● **What to work on**:
From the water acidification text below, quote word for word the passage that starts at "While discussions surrounding" and stops after "saltwater environments worldwide.".

● **Study text**:
########################################

While discussions surrounding ocean acidification have skyrocketed in recent years, few recognize that acidification is also impacting freshwater ecosystems. Much of the side effects observed in saltwater environments are mirrored in freshwater ecosystems. Regardless of how acidification begins in an ecosystem, every member of the food web is impacted. From shellfish to humans, water acidification is a concern for both freshwater and saltwater environments worldwide.
NOAA describes ocean acidification as “a reduction in the pH of the ocean over an extended period of time, caused primarily by uptake of carbon dioxide (CO2) from the atmosphere.” In contrast, freshwater ecosystems also see ever-lowering pH levels, but not necessarily due to carbon absorption from the atmosphere. Instead, Scientific American reports, “In lakes and reservoirs the extra atmospheric CO2 feeds the surrounding vegetation and the rising global temperature lengthens the growing season. As plants in and around the lake grow larger and/or proliferate, the amount of organic carbon available when they die and the rate at which they break down in soil increases. Precipitation then washes it into lakes and other freshwater systems.”
Despite the differences in how the excess CO2 enters these ecosystems, industrialization has increased the CO2 available in the environment. Increased burning of fossil fuels and land use changes have increased levels across the globe, and ocean and freshwater habitats have helped mitigate potential harm by soaking up CO2 like a sponge.
When the CO2 is absorbed, a series of chemical reactions occur, which results in increased hydrogen ions, and cause water to be more acidic with fewer carbonate ions.
According to NOAA, “Carbonate ions are an important building block of structures such as sea shells and coral skeletons.” Unfortunately, meaning that decreases in carbonate ions can make building and maintaining shells and other calcium carbonate structures difficult for calcifying organisms. Some of these calcifying organisms are oysters, clams, sea urchins, shallow water corals, deep sea corals, and calcareous plankton.” These changes threaten the aforementioned species’ health and survivability, which could have dramatic effects on the rest of the ecosystems.
In particular, considering that many of these species are prey, habitat and/or filter feeders that contribute to productivity and water quality, the loss of these species due to decreased resilience would permanently change water ecosystems. The potential for harm does not stop at calcifying organisms but extends to other organisms as well. Fish are also impacted by acidification as their ability to detect predators, and immune system response may become compromised by acidification.
One study from the University of British Columbia studied the impacts of freshwater acidification on pink salmon specifically. The study wanted to help bridge some gaps in understanding freshwater acidification. “Most of the work on acidification has been in the ocean, yet 40 percent of all fish are freshwater. We need to think about how carbon dioxide is affecting freshwater species,” said Colin Brauner, professor of zoology at the university, in a UBC release.

########################################

Records excerpted from a collection:
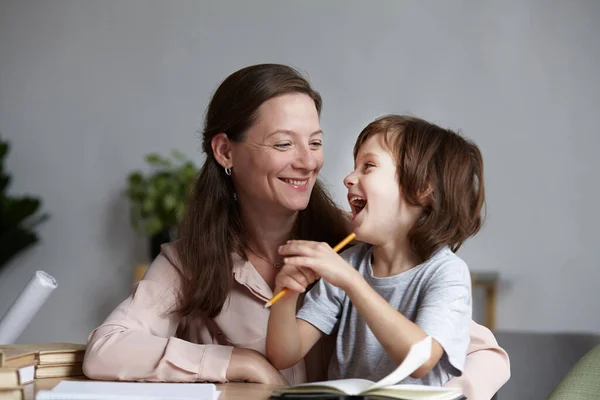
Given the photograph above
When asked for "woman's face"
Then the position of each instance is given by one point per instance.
(278, 162)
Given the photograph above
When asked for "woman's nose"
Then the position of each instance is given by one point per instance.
(350, 180)
(305, 158)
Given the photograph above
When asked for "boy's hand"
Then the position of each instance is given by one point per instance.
(321, 259)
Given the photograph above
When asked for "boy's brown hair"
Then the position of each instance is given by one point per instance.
(438, 170)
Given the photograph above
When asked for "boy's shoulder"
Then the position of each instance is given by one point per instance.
(356, 254)
(445, 263)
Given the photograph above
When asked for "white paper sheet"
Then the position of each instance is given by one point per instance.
(93, 390)
(26, 306)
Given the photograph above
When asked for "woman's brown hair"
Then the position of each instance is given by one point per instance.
(438, 170)
(211, 231)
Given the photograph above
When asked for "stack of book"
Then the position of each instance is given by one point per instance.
(22, 364)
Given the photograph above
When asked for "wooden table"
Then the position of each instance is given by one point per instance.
(229, 391)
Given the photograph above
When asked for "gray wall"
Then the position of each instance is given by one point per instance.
(87, 88)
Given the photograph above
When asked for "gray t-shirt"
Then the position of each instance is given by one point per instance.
(436, 295)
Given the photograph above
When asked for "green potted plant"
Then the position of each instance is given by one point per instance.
(18, 216)
(158, 198)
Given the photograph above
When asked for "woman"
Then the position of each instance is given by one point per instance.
(198, 313)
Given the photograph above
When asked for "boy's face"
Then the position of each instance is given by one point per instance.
(380, 213)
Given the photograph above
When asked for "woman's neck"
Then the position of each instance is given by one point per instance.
(266, 231)
(393, 258)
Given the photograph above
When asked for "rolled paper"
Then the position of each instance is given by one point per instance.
(26, 306)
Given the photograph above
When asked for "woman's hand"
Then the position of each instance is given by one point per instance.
(295, 278)
(320, 259)
(251, 366)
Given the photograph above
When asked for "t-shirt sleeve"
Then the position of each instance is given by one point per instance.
(445, 313)
(322, 306)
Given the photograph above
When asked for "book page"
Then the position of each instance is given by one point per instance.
(413, 392)
(418, 354)
(346, 386)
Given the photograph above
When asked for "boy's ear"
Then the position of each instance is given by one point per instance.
(221, 146)
(425, 194)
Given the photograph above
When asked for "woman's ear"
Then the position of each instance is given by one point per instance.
(221, 146)
(425, 194)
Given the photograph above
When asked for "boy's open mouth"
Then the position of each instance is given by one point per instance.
(357, 204)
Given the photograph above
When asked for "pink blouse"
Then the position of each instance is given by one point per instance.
(141, 341)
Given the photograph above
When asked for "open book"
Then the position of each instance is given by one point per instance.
(387, 388)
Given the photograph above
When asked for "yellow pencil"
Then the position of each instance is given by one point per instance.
(337, 248)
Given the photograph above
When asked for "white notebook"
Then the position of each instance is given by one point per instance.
(96, 390)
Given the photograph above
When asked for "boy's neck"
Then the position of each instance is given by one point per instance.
(393, 258)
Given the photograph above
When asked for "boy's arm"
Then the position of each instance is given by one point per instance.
(386, 322)
(444, 310)
(288, 338)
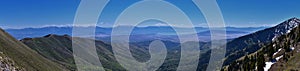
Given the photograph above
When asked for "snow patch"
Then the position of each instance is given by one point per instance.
(268, 65)
(277, 58)
(277, 51)
(293, 48)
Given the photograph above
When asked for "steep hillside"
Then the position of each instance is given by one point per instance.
(59, 49)
(16, 55)
(281, 54)
(253, 42)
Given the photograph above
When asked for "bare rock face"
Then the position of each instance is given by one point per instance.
(7, 64)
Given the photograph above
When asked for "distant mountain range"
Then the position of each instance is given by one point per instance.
(55, 51)
(138, 34)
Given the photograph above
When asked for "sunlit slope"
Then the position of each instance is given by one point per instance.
(23, 56)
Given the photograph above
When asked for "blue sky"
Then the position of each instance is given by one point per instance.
(237, 13)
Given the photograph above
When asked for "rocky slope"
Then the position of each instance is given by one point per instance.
(14, 55)
(281, 54)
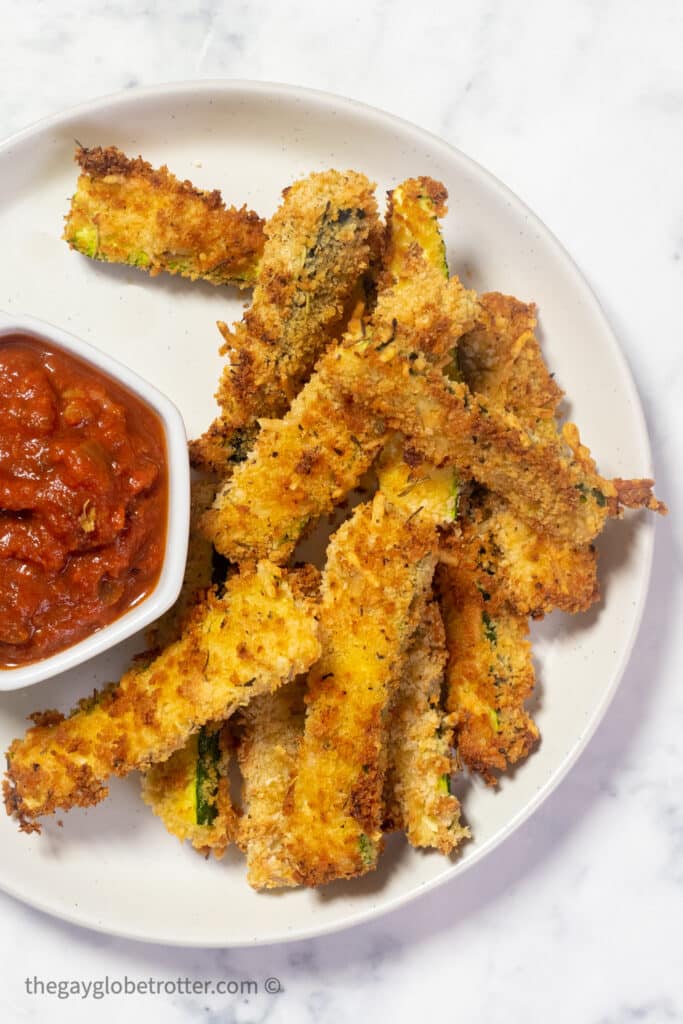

########################################

● **The completed task**:
While discussions surrounding ocean acidification have skyrocketed in recent years, few recognize that acidification is also impacting freshwater ecosystems. Much of the side effects observed in saltwater environments are mirrored in freshwater ecosystems. Regardless of how acidification begins in an ecosystem, every member of the food web is impacted. From shellfish to humans, water acidification is a concern for both freshwater and saltwater environments worldwide.